**TASK DIRECTIONS:** Transcribe each entry exactly, without pictures.

EXTRACTED ENTRIES below:

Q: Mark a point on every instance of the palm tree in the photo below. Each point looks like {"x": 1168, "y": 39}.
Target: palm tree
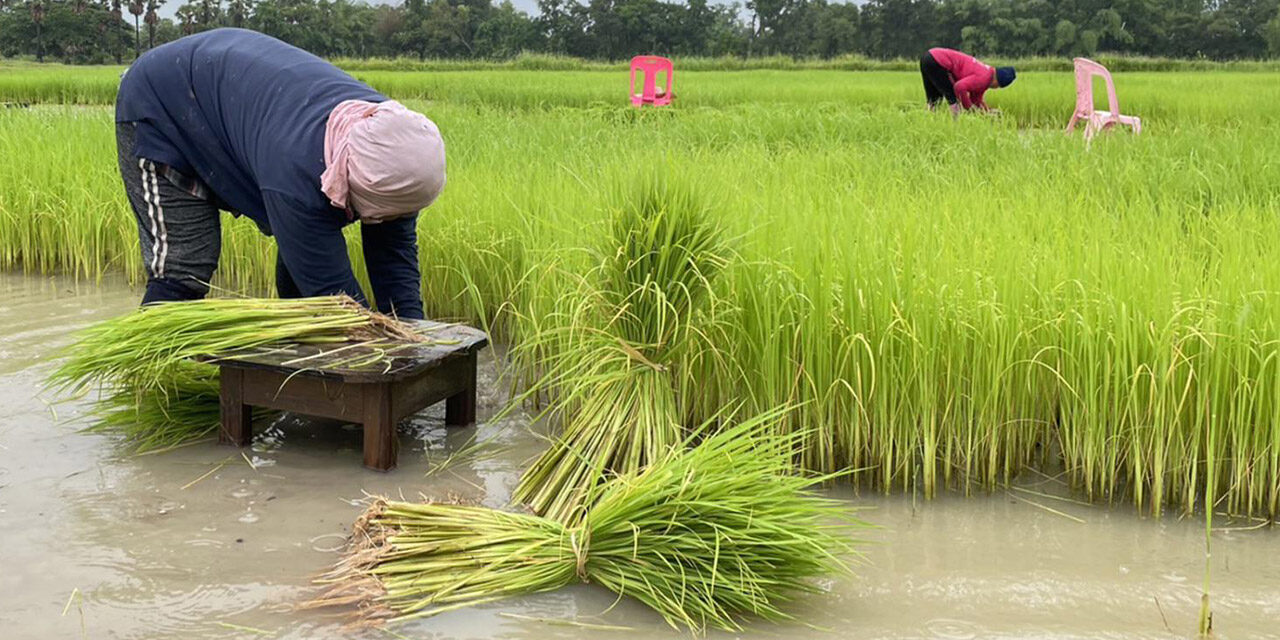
{"x": 238, "y": 10}
{"x": 136, "y": 9}
{"x": 187, "y": 19}
{"x": 152, "y": 19}
{"x": 117, "y": 16}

End of EXTRACTED ENTRIES.

**RESPONSE:**
Q: Mark a point on every instance of the palm tree in the photo below. Each point looks like {"x": 1168, "y": 39}.
Target: palm tree
{"x": 238, "y": 10}
{"x": 136, "y": 9}
{"x": 187, "y": 19}
{"x": 152, "y": 19}
{"x": 117, "y": 16}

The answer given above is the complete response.